> _EXTRACTED TEXT_:
So, the world is starting to look a little more hopeful; there are signs of a vaccine that might work and a world leader who can speak calmly and in grammatically complete sentences. Closer to home I’ve been starting to think about the next MKAL (Mystery Knit-along) with Yarn O’clock – we had a quick chat about it last week and I’m going to enjoy designing this one a lot.
This week’s pic is a line up of my wheel spinning efforts so far, in order from left to right. The one on the right is my first attempt at woollen spinning as opposed to worsted spinning. I definitely found it easier to control, though it did require more prep beforehand. Unsurprisingly I have little say over the finished thickness of the yarn I’m spinning at the moment and so I have signed up to “Spinning With A Purpose” which is an online course by Katie of Hilltop Cloud which has the aim of helping you intentionally spin a wide range of thicknesses of yarn with consistency. It’s making sense so far (I’ve been learning about how to accurately measure wraps per inch today) and I think it’s important to be in the learner’s seat regularly – especially since I’m going to be offering online courses of my own soon.
I’m still uploading some bits to my first beginners’ knitting course for Craftucation and having great support from the website developer when things don’t behave as I anticipate, but I’ve already started mapping out the next and I expect I’ll be recording some of it soon!
Last week I told you about Outlander Knitting, edited by Kate Atherley. Well, I’ve had a chance to read it all and it’s a truly great book. There is background on the costume designer for the series and on the historical elements of the garments. I particularly appreciated how the designs in the book were inspired by a specific scene from Outlander and not only did we get a still from the show, it was labelled with the Series and Episode number as well! There were also sections explaining how, for example, a shield came to be interpreted as a Fair Isle hat design. There’s a wide range of knitting techniques, styles and skill levels in play throughout the book and it was lovely to see bios of each designer with links to where we could find more of their work.
I haven’t had as much experience of Zoom as many people have had during lockdown, but on Saturday I spent the day (10.30 – 5!!) in front of my laptop for the Knitting History Forum‘s AGM and Conference. This is normally something I’ve seen happening in a far-off place (like that London, or even further) and thought that I can’t really justify the enormous train fare or, when I was teaching, the time commitment of a whole Saturday that would inevitably involve leaving the house before 6am.
However, there have been some definite bonuses to the limitations on travel and this was one of them. I was able to attend virtually and learnt LOADS about a wide range of historical knitting from info about the Textile Research Centre in the Netherlands to detailed studies of 18th Century Abbesses gloves and knitting for money in Glasgow in the 1980s which only covers a fraction of the presentations. I love detail and information like the gauge at which the gloves were knitted (100 sts and 150 rows to 10cm!!) so it was right up my street, even though I am not used to sitting still for so long anymore. There were also presentations on some studies that current PhD students are conducting into “knitting as a thinking tool” (Michelle Hanks) and “knitting as a form of journalling” (Emily Rickard). Before the day was up I’d joined the KHF.

> _ENTRIES PROVIDED_:

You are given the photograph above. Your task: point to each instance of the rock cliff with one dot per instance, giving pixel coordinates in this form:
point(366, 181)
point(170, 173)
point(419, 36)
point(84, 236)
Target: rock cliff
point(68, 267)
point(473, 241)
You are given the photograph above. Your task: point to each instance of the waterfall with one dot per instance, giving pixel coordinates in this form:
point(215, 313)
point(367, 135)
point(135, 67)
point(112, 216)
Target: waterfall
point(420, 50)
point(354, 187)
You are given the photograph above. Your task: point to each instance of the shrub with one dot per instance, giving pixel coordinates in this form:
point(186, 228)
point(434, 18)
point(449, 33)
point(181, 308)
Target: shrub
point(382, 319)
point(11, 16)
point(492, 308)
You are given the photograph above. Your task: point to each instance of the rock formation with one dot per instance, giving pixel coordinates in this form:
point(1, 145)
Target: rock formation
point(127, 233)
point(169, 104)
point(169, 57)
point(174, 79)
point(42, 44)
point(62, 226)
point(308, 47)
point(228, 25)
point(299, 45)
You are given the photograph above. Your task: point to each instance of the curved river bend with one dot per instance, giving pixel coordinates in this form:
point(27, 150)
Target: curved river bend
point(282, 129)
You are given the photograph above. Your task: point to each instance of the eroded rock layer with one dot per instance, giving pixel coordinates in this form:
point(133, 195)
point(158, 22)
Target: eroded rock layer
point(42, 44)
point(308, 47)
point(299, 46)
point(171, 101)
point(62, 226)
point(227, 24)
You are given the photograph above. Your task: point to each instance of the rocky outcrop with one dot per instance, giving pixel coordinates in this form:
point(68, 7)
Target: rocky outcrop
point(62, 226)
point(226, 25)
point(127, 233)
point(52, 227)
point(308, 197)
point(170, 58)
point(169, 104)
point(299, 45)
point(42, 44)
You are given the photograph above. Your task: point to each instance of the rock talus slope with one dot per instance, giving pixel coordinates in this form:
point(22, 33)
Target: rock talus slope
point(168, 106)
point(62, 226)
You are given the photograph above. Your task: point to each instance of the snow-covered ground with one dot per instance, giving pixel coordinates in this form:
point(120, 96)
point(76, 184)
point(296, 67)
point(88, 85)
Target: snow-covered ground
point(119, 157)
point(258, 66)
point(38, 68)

> _LIST OF TASKS_:
1/ Decide whether each statement below agrees with the knitting blog post. Answer yes or no for each, and quote the deciding words from the post.
(a) The writer found woollen spinning harder to control than worsted spinning.
(b) "Spinning With A Purpose" is an online course by Katie of Hilltop Cloud.
(c) Outlander Knitting was edited by Kate Atherley.
2/ Rewrite the part of the knitting blog post that begins at the words "I’m still uploading" and stops after "of it soon!", replacing "website developer" with "web designer".
3/ According to the knitting blog post, at what gauge were the 18th Century Abbesses gloves knitted?

> _NUMBERED RESPONSES_:
1/
(a) No. "I definitely found it easier to control"
(b) Yes. "an online course by Katie of Hilltop Cloud"
(c) Yes. "Outlander Knitting, edited by Kate Atherley"

2/
I’m still uploading some bits to my first beginners’ knitting course for Craftucation and having great support from the web designer when things don’t behave as I anticipate, but I’ve already started mapping out the next and I expect I’ll be recording some of it soon!

3/ 100 sts and 150 rows to 10cm.